WHAT IS ASKED: Could you reproduce, character for character, the lines of the entries below, starting with the line that contains "Planogram-check task. Target: woman's blonde" and running through the line that contains "point(13, 190)", with both of those lines included and nothing else?
##### MATERIAL SUPPLIED #####
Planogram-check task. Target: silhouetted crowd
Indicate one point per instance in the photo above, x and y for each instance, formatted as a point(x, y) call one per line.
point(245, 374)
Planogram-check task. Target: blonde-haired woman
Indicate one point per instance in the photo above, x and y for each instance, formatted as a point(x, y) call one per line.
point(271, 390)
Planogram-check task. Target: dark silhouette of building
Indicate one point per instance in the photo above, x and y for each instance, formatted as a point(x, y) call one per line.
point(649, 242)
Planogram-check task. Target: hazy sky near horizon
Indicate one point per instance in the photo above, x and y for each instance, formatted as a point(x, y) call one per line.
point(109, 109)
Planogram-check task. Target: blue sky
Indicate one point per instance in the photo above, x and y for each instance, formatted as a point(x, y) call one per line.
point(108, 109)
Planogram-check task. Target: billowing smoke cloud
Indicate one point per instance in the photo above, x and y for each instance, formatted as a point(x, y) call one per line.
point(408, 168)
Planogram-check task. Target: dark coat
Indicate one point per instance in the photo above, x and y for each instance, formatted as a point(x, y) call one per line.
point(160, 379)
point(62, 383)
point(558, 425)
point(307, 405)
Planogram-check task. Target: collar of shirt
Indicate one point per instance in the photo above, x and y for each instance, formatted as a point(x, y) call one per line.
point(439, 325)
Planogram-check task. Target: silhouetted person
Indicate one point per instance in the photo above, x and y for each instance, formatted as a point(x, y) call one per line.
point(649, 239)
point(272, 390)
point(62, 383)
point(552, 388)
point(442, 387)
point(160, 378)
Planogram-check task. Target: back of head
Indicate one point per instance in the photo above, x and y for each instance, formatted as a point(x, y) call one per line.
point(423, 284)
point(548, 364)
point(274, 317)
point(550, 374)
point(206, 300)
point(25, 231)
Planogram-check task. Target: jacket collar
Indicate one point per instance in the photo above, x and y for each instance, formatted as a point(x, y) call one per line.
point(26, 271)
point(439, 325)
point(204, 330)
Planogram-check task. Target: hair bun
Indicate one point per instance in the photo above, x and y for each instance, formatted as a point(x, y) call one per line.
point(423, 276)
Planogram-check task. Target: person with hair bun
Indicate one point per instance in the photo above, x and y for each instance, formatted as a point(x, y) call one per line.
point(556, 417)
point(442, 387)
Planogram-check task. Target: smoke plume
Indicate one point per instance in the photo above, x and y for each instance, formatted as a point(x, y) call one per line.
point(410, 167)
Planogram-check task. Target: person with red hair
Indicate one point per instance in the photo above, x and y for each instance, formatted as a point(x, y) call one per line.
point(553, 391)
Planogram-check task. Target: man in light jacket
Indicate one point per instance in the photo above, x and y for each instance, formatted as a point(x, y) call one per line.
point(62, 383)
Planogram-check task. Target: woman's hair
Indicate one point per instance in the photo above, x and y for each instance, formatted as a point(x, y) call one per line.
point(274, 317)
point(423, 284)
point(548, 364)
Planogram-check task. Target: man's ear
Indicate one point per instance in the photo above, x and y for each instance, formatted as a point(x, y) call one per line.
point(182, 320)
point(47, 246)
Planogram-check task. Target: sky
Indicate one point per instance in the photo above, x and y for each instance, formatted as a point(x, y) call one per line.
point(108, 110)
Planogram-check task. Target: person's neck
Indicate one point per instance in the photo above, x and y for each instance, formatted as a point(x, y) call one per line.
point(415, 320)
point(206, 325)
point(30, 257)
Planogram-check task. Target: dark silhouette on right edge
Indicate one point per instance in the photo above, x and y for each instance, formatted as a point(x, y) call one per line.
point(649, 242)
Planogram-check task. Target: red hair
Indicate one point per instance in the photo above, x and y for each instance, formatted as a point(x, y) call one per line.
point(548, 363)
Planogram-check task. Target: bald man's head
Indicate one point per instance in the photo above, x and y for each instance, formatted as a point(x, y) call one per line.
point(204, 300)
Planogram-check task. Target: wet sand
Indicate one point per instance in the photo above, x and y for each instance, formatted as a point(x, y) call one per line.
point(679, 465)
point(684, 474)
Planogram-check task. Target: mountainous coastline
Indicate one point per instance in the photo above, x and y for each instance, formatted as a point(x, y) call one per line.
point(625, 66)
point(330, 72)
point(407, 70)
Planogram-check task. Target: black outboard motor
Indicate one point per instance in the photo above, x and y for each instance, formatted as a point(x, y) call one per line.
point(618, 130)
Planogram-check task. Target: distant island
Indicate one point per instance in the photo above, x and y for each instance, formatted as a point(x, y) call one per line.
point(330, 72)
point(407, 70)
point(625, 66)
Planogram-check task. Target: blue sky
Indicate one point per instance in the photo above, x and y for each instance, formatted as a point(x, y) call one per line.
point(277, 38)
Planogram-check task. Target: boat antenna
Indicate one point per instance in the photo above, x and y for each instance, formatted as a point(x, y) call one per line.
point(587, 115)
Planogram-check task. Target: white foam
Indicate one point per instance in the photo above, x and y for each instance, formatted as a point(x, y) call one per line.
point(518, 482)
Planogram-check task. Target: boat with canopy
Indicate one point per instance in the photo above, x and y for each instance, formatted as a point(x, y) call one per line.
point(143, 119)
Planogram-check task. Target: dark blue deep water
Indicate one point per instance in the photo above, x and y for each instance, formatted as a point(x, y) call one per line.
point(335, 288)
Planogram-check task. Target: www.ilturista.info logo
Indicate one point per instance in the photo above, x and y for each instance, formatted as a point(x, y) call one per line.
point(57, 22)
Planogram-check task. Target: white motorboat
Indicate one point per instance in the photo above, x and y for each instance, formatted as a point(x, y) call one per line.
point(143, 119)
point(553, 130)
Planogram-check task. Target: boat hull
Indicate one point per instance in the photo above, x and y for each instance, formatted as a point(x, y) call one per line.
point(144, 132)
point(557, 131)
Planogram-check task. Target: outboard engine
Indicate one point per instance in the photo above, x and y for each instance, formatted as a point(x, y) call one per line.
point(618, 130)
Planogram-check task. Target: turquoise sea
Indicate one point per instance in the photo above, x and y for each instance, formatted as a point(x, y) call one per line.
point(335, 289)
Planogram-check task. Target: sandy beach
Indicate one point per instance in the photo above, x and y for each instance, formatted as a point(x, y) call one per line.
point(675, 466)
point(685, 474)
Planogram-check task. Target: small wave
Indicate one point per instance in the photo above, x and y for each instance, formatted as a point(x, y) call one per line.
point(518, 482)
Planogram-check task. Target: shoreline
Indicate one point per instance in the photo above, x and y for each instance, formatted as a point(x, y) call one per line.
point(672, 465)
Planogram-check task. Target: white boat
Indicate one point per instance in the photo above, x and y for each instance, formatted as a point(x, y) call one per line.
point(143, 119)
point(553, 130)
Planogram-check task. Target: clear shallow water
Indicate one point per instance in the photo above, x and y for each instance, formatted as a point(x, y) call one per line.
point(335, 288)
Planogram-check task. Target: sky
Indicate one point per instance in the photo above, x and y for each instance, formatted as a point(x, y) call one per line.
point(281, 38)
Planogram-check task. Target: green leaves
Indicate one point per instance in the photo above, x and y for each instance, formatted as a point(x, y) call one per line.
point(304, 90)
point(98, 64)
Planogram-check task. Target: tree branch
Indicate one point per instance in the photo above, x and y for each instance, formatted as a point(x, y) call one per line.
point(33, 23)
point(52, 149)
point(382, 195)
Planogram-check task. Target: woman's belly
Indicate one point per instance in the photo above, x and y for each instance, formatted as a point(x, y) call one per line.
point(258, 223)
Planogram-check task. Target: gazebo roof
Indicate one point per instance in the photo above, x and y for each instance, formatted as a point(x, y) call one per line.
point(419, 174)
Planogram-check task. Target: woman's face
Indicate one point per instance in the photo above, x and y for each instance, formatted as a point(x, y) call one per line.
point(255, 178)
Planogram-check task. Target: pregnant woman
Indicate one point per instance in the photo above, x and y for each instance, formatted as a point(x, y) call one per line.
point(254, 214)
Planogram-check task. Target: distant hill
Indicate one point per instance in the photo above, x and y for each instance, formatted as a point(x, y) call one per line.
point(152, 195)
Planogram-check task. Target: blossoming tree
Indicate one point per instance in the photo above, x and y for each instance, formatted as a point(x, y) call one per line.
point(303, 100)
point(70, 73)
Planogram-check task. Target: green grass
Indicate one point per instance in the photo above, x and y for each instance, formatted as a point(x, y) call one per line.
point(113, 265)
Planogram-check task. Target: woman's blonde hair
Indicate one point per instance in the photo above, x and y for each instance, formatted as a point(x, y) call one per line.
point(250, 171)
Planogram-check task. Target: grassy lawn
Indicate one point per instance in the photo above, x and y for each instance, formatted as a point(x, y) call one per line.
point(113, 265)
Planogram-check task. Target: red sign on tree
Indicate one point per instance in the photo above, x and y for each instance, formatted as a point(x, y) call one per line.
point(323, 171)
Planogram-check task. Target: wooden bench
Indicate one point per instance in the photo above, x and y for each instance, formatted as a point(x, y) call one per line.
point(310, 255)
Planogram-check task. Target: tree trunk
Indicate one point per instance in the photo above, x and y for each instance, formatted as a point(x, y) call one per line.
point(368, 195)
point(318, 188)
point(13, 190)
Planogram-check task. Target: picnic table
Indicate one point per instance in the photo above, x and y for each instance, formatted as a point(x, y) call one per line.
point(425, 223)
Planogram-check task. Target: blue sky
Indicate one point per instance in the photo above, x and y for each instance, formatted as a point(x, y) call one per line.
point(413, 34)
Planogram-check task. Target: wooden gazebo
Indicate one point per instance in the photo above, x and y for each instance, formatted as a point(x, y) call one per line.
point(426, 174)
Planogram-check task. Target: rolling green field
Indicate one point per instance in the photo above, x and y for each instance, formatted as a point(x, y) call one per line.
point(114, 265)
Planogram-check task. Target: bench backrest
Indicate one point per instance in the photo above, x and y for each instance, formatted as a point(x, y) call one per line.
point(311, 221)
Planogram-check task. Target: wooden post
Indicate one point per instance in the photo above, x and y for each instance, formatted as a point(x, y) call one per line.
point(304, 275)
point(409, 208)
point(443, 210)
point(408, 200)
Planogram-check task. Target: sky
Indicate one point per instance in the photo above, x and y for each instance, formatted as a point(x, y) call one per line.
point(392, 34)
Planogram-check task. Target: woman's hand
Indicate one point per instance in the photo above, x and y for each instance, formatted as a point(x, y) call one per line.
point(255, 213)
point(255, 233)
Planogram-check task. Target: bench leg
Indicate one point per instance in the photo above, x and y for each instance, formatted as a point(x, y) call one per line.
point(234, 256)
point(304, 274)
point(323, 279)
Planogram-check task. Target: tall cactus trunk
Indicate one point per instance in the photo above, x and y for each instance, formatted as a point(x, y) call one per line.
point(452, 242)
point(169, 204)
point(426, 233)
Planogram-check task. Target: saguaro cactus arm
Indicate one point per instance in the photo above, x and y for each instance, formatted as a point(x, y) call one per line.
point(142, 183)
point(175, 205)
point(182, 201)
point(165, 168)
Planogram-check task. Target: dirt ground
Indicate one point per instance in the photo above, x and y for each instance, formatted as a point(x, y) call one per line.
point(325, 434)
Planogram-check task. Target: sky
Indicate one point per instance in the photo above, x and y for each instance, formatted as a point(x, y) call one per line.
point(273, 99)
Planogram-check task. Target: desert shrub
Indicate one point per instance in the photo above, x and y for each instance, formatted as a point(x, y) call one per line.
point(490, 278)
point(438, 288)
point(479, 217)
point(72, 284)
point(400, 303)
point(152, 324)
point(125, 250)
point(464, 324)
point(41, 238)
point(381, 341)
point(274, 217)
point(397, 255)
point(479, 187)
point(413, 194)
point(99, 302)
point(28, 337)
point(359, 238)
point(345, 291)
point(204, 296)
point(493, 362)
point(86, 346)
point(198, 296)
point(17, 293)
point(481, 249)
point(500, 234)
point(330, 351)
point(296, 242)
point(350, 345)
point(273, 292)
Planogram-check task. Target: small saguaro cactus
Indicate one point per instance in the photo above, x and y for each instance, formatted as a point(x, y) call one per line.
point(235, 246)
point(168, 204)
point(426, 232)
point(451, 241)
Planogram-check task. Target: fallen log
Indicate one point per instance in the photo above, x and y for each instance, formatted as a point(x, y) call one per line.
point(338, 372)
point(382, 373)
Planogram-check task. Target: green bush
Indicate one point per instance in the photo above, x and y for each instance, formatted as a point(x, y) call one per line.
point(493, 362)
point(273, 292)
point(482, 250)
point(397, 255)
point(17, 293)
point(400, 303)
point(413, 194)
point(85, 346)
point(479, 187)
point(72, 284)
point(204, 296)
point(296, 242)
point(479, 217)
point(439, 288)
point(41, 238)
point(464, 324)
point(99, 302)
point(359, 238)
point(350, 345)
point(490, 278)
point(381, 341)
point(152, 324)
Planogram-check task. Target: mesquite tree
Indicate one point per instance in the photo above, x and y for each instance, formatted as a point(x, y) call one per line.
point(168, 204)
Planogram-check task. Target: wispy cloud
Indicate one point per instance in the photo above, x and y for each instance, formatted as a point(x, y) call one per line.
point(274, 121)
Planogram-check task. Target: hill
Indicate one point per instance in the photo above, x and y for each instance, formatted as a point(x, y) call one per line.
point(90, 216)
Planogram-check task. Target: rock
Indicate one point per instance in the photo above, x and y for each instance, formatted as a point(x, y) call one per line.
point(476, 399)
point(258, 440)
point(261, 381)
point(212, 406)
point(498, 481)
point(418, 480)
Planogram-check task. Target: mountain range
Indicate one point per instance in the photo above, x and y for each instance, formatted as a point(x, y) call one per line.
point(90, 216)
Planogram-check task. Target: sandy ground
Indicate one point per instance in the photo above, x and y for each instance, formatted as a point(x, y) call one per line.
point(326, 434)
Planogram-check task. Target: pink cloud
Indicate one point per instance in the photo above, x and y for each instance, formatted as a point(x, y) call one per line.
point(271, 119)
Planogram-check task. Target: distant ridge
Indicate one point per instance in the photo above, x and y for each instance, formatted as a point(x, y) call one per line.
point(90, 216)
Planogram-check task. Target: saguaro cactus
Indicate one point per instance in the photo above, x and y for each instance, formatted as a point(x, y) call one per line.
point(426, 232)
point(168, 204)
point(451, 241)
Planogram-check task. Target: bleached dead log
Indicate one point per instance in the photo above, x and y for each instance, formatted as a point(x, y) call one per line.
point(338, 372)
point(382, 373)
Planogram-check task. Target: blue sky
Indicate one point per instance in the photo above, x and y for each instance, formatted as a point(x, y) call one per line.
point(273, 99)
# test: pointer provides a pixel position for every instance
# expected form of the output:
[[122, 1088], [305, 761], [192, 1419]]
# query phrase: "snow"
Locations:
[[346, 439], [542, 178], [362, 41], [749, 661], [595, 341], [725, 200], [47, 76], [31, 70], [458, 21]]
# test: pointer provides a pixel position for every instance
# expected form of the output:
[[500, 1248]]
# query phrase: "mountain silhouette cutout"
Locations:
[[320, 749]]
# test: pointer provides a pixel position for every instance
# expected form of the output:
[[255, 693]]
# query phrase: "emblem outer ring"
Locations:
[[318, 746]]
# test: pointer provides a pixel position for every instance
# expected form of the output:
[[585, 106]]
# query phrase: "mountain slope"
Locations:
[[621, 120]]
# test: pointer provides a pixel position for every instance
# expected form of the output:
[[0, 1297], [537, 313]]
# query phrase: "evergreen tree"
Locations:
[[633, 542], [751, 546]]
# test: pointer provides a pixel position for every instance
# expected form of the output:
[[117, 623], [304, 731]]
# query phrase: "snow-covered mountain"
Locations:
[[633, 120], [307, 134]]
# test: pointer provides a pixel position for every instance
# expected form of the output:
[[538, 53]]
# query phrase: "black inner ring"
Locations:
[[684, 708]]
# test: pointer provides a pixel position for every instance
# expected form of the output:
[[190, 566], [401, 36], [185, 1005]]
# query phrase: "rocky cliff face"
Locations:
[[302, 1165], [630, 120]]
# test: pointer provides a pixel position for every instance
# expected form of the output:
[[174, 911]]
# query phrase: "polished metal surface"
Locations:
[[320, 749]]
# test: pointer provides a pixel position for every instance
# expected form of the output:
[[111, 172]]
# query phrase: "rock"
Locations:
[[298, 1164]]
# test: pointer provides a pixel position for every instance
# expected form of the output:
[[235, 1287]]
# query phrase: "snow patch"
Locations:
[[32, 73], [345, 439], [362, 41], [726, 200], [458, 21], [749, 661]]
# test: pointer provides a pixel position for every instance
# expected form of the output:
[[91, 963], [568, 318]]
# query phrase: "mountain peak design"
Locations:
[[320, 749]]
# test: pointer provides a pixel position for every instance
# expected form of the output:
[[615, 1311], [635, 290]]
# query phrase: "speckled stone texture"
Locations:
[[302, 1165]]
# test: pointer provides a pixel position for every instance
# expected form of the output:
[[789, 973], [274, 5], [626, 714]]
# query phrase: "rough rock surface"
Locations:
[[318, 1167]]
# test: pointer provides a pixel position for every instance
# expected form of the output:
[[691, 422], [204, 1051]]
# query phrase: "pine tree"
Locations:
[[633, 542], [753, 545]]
#####
FULL RESPONSE:
Planogram-check task. Target: woman's blonde hair
Indicate one point per instance in the photo above, x and y for each instance, formatted as a point(x, y) call one per line.
point(250, 171)
Planogram-check task. Target: grassy lawn
Indicate one point per instance in the photo above, x and y for each instance, formatted as a point(x, y) call one per line.
point(113, 265)
Planogram-check task. Target: red sign on tree
Indicate one point per instance in the photo above, x and y for each instance, formatted as a point(x, y) call one per line.
point(323, 171)
Planogram-check task. Target: wooden bench
Indicate one point per instance in the photo above, x and y for each instance, formatted as a point(x, y) call one per line.
point(310, 255)
Planogram-check task. Target: tree trunk
Indicate one point per instance in the photo above, x and y for each instance, formatted as a point(x, y) call one per line.
point(368, 195)
point(318, 188)
point(13, 190)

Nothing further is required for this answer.